Passage ▸
--------
Home / Kuwait's Wataniya resumes profit growth

Kuwait's Wataniya resumes profit growth

Qatar Telecom unit Q2 profits surge to $99.7mn on one-off gain, more subscribers.

Kuwait's National Mobile Telecommunications Co (Wataniya) on Wednesday posted its first growth in quarterly profit in a year, topping two forecasts, after it booked an exceptional gain and boosted subscribers.

Wataniya shares jumped as much as 4.7 percent after the unit of Qatar Telecommunications Co said second-quarter profit surged 47.4 percent to 26.5 million dinars ($99.70 million).

The quarterly earnings beat two forecasts of analysts in a Reuters net profit survey last month of 21 million dinars and 25.5 million dinars.

Wataniya gave no reason for the profit jump in a statement.

In its first-quarter financial statements, Wataniya said it would book interest in the second quarter made from a $90 million gain in April related to the shutdown of Iraq operator Asiacell Telecommunication Co., in which it owned a stake.
--------
Record set ▸
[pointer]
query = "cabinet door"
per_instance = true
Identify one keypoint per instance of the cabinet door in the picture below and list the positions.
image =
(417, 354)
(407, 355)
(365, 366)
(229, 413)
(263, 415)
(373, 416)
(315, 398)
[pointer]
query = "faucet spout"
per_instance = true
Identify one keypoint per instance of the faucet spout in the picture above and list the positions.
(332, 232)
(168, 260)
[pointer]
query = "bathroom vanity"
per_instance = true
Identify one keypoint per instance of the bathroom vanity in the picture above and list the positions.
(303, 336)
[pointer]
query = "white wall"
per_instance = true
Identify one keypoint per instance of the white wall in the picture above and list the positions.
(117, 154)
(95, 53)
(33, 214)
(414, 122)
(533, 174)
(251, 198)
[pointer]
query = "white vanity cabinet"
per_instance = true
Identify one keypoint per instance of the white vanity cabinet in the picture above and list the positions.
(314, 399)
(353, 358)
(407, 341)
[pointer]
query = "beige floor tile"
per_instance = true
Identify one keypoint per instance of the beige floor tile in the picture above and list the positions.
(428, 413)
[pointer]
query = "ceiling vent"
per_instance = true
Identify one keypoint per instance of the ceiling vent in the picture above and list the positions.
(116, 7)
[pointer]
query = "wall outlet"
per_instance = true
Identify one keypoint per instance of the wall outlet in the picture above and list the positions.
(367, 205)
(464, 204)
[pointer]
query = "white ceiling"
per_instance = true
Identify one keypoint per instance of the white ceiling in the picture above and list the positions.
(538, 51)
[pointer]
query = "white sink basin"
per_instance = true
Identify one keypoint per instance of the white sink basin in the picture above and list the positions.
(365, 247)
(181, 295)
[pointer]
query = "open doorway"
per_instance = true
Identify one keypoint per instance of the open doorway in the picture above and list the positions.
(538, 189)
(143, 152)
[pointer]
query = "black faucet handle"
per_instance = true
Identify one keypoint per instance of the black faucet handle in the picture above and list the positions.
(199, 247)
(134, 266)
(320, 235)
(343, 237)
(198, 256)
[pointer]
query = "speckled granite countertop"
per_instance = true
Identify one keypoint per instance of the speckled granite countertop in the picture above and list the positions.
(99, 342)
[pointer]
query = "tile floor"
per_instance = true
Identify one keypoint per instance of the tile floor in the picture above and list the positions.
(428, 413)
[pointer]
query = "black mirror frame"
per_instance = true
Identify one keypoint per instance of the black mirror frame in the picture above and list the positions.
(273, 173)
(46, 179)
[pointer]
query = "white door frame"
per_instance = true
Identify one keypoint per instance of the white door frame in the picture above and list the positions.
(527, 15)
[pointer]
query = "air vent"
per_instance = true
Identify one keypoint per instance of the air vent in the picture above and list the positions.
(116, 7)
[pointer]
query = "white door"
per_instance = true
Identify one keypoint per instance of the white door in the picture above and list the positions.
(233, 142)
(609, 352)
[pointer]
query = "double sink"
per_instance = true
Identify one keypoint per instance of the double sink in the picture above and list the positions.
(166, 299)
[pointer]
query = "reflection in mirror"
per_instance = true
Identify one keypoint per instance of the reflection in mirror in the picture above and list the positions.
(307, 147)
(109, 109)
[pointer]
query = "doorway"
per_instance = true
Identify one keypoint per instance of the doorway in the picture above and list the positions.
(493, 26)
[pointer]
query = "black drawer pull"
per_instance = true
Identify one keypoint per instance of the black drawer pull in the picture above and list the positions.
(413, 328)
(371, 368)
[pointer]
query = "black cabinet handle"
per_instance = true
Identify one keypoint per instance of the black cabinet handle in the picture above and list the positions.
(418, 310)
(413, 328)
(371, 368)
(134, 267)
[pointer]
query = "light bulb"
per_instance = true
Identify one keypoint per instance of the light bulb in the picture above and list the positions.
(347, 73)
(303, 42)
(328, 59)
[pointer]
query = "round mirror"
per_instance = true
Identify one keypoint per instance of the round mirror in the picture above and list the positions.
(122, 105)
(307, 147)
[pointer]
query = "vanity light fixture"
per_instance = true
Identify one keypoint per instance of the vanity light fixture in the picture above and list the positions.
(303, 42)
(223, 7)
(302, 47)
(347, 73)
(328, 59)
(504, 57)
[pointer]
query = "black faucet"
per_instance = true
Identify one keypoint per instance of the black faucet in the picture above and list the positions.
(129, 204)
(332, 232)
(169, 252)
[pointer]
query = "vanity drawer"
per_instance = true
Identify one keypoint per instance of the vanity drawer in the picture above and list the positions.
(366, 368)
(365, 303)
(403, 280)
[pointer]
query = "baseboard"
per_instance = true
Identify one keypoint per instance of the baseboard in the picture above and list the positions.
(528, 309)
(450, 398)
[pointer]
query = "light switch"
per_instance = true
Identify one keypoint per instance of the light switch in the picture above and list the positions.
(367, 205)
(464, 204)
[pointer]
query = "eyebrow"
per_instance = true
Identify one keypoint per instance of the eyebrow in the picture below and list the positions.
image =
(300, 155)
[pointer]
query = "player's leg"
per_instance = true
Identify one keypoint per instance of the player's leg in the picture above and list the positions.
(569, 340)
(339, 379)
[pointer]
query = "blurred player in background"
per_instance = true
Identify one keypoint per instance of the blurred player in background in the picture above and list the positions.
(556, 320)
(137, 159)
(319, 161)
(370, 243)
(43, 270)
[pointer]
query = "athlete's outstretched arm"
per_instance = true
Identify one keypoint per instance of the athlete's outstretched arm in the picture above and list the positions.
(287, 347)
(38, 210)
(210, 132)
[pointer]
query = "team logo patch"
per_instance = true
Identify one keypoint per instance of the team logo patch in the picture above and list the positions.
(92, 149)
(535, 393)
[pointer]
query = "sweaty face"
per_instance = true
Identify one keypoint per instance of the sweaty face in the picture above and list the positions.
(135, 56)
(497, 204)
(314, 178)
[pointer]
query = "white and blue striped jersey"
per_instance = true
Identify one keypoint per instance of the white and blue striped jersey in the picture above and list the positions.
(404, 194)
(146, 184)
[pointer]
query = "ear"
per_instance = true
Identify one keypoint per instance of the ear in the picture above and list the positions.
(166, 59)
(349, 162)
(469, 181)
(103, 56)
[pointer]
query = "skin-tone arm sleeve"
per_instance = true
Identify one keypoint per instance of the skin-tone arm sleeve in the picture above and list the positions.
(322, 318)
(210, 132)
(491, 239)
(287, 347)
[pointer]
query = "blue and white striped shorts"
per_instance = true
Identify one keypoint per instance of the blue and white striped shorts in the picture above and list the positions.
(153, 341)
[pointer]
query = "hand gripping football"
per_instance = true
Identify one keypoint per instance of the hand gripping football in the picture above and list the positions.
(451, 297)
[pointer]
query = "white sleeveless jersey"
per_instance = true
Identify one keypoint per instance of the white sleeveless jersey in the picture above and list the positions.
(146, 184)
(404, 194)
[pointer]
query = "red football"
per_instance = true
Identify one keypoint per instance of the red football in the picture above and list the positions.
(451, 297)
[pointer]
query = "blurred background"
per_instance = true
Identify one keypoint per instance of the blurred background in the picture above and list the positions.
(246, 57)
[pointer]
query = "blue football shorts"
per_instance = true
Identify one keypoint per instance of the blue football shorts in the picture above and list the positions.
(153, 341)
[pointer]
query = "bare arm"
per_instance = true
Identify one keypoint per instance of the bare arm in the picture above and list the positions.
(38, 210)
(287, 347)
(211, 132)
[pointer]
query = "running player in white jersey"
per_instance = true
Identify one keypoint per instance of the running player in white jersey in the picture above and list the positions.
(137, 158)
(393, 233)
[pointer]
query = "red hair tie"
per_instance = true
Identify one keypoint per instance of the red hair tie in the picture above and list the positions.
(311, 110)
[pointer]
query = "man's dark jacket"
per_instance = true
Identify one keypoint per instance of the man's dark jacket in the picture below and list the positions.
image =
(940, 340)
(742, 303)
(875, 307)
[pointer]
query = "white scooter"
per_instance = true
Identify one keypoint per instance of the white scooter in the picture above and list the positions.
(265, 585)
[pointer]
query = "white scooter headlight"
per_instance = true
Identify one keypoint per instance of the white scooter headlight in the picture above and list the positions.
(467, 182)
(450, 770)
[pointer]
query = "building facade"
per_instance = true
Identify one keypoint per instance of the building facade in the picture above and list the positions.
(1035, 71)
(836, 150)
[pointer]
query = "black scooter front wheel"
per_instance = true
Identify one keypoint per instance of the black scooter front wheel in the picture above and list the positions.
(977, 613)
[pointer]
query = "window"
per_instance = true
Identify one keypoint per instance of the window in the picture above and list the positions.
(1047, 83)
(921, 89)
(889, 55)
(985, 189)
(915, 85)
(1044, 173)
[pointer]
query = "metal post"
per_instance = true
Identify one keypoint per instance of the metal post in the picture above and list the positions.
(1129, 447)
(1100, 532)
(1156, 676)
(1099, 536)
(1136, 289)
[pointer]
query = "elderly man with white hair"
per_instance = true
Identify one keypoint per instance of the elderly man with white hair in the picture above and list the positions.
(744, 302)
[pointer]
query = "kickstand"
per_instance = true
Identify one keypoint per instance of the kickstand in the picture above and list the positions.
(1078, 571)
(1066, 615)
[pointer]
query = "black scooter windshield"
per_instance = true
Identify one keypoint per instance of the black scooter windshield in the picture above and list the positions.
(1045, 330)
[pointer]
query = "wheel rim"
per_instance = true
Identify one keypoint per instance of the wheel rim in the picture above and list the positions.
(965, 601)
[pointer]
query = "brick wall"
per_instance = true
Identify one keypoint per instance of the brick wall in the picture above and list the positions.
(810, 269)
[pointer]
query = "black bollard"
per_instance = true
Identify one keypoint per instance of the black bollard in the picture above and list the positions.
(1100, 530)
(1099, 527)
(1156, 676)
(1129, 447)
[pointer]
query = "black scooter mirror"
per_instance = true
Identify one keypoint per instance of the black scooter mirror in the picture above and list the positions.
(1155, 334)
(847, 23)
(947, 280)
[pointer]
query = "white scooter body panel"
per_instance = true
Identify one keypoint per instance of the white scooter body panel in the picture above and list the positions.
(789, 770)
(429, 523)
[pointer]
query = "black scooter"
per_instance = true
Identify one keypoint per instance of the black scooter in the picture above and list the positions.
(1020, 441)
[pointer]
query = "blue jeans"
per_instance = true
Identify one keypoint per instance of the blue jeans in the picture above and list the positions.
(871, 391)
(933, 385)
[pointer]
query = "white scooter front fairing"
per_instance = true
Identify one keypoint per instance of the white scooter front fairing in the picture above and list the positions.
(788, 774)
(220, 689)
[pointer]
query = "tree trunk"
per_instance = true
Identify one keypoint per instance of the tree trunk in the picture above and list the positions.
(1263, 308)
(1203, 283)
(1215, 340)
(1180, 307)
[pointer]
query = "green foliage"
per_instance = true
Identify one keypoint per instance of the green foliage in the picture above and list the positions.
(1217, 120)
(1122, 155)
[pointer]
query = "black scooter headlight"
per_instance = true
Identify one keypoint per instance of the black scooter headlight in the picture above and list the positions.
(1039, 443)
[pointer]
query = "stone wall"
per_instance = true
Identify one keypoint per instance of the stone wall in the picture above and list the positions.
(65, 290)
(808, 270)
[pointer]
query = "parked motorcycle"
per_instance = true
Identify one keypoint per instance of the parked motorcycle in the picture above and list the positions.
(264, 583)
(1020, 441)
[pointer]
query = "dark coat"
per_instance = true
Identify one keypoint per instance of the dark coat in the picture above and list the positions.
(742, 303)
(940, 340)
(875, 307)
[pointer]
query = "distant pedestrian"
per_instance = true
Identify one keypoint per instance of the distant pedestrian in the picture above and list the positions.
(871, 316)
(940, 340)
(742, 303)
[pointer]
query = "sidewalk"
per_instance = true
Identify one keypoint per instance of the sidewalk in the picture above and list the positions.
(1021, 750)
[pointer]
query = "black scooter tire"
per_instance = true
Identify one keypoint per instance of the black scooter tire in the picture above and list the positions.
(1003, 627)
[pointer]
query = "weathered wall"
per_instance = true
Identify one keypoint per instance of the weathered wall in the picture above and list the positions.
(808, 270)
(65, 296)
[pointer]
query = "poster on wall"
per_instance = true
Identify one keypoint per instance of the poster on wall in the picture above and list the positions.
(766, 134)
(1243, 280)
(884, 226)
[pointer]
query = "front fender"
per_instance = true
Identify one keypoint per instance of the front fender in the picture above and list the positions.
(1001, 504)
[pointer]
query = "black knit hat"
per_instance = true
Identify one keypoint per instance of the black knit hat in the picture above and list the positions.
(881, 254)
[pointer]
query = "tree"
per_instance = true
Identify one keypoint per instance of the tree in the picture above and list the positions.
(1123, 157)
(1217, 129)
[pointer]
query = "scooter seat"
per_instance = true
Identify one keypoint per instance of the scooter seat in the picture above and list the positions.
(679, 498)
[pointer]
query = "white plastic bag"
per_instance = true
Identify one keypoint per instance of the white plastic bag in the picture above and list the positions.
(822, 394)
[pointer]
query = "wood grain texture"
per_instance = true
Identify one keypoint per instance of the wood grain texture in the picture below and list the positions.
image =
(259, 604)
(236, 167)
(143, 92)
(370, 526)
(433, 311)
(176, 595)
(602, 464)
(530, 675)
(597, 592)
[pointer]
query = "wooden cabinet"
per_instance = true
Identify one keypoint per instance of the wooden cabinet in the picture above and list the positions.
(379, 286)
--------
Problem requirements ▸ Please return the article on Wataniya's profit growth, which appears above the items, word for word in its entirety.

Task answer ▸
Home / Kuwait's Wataniya resumes profit growth

Kuwait's Wataniya resumes profit growth

Qatar Telecom unit Q2 profits surge to $99.7mn on one-off gain, more subscribers.

Kuwait's National Mobile Telecommunications Co (Wataniya) on Wednesday posted its first growth in quarterly profit in a year, topping two forecasts, after it booked an exceptional gain and boosted subscribers.

Wataniya shares jumped as much as 4.7 percent after the unit of Qatar Telecommunications Co said second-quarter profit surged 47.4 percent to 26.5 million dinars ($99.70 million).

The quarterly earnings beat two forecasts of analysts in a Reuters net profit survey last month of 21 million dinars and 25.5 million dinars.

Wataniya gave no reason for the profit jump in a statement.

In its first-quarter financial statements, Wataniya said it would book interest in the second quarter made from a $90 million gain in April related to the shutdown of Iraq operator Asiacell Telecommunication Co., in which it owned a stake.